**OBJECTIVE**
Please copy out the data below word for word, from the line with "the tree line" up to and including the line with "pixel 85 278", and nothing more.

Begin DATA PROVIDED

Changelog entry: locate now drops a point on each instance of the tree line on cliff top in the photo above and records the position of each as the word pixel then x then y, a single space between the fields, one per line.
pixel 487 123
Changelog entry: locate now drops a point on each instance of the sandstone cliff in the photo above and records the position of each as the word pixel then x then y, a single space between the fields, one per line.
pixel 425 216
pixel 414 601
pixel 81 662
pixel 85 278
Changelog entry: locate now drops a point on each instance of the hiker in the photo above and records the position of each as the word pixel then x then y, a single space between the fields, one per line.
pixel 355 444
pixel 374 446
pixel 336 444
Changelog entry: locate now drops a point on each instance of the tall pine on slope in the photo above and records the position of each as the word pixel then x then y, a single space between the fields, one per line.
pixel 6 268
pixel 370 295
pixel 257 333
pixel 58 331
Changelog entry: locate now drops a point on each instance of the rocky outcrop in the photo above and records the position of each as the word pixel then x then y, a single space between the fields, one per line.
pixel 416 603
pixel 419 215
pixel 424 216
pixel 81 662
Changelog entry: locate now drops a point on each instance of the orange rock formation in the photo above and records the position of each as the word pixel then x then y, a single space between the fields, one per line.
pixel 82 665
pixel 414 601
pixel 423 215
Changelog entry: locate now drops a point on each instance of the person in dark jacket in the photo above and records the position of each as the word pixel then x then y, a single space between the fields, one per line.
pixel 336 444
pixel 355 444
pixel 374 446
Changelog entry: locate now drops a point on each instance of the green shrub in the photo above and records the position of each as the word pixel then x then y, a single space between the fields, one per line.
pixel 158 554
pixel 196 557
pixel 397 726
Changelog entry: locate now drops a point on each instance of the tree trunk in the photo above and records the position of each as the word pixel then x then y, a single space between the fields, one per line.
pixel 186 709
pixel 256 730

End DATA PROVIDED
Begin DATA PROVIDED

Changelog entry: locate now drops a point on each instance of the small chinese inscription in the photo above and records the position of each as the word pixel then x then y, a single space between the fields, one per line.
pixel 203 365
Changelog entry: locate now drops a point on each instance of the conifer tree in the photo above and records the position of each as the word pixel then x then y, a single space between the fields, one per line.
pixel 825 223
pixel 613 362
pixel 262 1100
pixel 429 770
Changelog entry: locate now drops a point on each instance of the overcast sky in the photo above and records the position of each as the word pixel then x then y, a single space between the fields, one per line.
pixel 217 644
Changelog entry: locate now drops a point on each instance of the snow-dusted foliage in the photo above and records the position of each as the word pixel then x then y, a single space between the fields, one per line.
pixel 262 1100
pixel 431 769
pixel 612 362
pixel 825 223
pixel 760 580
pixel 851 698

End DATA PROVIDED
Begin DATA PROVIDED

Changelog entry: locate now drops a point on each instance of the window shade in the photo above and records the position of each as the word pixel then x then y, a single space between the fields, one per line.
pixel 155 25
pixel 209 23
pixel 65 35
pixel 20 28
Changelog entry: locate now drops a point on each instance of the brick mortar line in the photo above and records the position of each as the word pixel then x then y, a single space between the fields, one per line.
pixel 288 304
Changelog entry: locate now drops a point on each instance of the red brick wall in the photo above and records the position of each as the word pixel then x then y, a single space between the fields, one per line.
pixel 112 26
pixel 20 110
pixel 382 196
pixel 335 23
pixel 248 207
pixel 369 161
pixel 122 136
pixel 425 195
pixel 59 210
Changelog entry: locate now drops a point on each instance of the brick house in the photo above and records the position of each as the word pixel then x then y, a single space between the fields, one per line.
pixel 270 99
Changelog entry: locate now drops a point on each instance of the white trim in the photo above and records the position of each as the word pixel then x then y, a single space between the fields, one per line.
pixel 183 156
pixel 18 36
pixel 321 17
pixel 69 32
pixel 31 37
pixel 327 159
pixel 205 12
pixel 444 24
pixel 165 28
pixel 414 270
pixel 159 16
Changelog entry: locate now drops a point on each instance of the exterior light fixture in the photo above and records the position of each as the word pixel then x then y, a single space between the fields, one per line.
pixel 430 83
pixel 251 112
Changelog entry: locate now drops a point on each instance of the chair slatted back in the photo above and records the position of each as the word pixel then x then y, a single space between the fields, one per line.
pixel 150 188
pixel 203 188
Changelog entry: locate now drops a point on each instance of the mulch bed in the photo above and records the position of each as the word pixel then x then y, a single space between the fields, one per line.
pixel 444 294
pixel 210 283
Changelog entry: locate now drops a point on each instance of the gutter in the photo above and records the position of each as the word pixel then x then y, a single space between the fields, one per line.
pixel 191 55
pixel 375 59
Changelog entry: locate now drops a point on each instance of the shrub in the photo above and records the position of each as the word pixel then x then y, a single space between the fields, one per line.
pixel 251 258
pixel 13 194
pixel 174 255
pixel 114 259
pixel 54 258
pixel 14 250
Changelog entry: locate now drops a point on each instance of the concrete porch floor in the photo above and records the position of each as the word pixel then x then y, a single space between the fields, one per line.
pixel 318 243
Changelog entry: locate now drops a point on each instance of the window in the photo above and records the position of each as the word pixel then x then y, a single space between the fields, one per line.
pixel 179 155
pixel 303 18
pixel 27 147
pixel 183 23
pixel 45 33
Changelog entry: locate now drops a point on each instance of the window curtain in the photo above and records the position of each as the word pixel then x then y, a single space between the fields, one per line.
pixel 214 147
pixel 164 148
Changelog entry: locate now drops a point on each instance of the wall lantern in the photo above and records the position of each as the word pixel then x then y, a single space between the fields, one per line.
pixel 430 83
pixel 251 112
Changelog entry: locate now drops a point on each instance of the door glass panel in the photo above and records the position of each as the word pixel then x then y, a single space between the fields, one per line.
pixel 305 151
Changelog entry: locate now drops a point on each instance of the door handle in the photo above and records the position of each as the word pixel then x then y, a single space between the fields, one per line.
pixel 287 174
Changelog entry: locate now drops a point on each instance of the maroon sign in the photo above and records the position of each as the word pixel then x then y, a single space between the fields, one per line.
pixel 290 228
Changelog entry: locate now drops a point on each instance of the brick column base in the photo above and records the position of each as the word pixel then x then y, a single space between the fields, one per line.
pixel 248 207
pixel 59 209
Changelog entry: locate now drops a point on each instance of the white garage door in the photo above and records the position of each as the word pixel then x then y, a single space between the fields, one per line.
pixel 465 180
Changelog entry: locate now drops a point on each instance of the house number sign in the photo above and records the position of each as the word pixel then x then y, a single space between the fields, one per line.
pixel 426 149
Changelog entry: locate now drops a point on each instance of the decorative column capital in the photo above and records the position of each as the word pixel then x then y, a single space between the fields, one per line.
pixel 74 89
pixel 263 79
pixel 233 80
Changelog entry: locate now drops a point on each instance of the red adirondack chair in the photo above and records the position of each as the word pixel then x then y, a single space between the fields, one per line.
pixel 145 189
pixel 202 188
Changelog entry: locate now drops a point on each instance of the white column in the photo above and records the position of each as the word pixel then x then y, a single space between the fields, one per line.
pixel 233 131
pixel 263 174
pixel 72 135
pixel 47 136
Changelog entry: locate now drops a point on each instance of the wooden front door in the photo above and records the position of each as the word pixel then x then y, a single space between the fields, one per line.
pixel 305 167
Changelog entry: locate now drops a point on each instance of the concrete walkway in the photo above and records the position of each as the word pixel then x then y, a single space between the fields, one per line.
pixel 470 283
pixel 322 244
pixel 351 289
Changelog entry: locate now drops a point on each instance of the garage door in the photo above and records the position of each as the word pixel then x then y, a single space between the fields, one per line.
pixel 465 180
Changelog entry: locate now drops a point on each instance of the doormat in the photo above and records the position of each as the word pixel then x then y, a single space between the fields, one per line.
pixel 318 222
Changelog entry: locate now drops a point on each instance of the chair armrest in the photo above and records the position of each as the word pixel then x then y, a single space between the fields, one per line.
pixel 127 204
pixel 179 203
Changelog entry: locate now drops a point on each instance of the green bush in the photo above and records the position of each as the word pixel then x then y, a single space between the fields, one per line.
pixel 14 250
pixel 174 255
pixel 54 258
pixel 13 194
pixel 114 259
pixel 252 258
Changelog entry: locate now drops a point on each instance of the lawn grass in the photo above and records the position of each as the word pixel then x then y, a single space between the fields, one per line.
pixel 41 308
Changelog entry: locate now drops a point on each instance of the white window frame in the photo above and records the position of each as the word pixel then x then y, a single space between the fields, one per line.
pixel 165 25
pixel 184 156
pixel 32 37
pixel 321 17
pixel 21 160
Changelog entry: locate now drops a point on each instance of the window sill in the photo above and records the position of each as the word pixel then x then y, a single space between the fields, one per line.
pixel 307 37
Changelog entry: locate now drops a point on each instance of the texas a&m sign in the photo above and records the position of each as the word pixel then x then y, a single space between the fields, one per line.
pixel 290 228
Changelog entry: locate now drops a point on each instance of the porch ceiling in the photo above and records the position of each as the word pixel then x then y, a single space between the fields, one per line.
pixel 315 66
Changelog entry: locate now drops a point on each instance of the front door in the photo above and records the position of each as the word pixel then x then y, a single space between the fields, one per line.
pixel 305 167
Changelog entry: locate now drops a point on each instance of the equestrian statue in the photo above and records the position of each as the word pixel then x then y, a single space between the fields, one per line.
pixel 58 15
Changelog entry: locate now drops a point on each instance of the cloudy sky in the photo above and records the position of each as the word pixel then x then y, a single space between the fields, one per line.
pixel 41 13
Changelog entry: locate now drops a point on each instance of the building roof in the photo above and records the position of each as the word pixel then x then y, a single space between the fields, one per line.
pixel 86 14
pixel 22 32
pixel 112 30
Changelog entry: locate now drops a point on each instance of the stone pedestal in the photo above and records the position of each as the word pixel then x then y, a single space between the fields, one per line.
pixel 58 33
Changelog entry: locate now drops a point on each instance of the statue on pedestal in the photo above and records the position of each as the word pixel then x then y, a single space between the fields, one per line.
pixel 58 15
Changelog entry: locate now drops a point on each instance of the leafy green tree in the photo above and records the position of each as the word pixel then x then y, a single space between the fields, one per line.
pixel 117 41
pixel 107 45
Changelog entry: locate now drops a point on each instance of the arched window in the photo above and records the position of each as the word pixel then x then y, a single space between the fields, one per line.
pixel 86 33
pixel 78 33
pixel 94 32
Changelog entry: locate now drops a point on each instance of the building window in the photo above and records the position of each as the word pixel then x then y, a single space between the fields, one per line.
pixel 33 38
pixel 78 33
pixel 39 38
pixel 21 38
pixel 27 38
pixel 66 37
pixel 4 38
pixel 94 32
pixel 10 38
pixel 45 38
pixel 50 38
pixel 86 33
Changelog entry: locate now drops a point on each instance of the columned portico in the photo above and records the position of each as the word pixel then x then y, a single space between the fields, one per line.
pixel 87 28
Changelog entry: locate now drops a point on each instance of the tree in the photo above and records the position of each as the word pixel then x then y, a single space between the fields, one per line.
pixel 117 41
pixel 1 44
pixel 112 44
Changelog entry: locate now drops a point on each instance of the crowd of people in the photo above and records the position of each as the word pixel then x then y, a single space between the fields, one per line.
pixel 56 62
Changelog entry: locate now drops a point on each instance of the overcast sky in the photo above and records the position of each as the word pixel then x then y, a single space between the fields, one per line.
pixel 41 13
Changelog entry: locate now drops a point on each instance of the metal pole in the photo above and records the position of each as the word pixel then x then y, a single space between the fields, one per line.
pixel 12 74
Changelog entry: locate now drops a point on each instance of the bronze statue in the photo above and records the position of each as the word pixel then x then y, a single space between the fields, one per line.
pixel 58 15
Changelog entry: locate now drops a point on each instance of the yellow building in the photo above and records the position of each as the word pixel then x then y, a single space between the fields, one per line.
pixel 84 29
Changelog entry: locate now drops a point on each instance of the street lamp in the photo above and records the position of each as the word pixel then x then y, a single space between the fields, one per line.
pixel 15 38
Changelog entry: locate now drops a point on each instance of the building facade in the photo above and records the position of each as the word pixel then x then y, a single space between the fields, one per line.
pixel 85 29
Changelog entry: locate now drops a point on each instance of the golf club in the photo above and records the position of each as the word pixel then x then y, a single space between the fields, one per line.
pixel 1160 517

End DATA PROVIDED

**FINISHED ANSWER**
Changelog entry: locate now drops a point on each instance of the tree line on cliff top in the photo above and records the position of each as the word pixel then x then y, a single space between the fields, one per line.
pixel 487 123
Changelog entry: locate now drops a point on each instance of the sandstone cliff in the photo above and records the position of each as the word pixel then x then y, a single space between the fields, one per line.
pixel 425 216
pixel 414 601
pixel 81 662
pixel 85 278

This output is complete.